• [Fragmento citado]:
=======

En el curso de los ocho meses de confinamiento obligatorio que hemos padecido los venezolanos por causa del covid-19 y luego de tres meses de penoso aislamiento informativo por el retiro de la señal televisiva de Directv, en medio del hastío y la impotencia que tal situación genera, en compensación, hemos podido observar con atención algunos rasgos característicos de Estados Unidos, la gran nación del norte, el Imperio, que todo izquierdoso que se respete a lo largo y ancho del hemisferio occidental debe criticar y difamar, para no hablar del resto del mundo, donde rusos, turcos, chinos, iraníes y demás moradores, lo consideran algo así como la materialización del Gran Satán.

=======

• [Indicaciones]:
Prosigue el fragmento sobre Estados Unidos de arriba, empezando justo después de su última oración.

• [Registros proporcionados]:
=======

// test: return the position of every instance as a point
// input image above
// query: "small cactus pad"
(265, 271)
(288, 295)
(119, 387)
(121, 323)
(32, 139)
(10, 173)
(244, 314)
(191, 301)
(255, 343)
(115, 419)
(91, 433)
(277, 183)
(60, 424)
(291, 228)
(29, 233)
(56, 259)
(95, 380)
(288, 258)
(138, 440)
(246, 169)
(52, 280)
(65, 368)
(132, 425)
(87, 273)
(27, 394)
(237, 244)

=======

• [Espacio de respuesta]:
La primera cosa que observamos con respecto a Estados Unidos fue que el gobierno central o federal y las gobernaciones de los Estados no pudieron imponer el confinamiento obligatorio, como lo han hecho muchos países del mundo, entre ellos el nuestro, muy eficiente en todo aquello que implique una alta dosis de autoritarismo. El pueblo norteamericano se resistió desde el primer momento y salió a las calles para protestar en todos las localidades donde se intentó imponer la reclusión obligatoria. Como tenemos muchos familiares y amigos residenciados en Estados Unidos, requerimos de ellos una opinión al respecto. La respuesta más concisa la dio mi nuera en los siguientes términos: “Aquí cada quien tiene derecho a enfermarse si le da la gana”. Creo que lo dijo en tono jocoso, pero después de pensarlo bien, consideré que esa respuesta era la mejor de todas.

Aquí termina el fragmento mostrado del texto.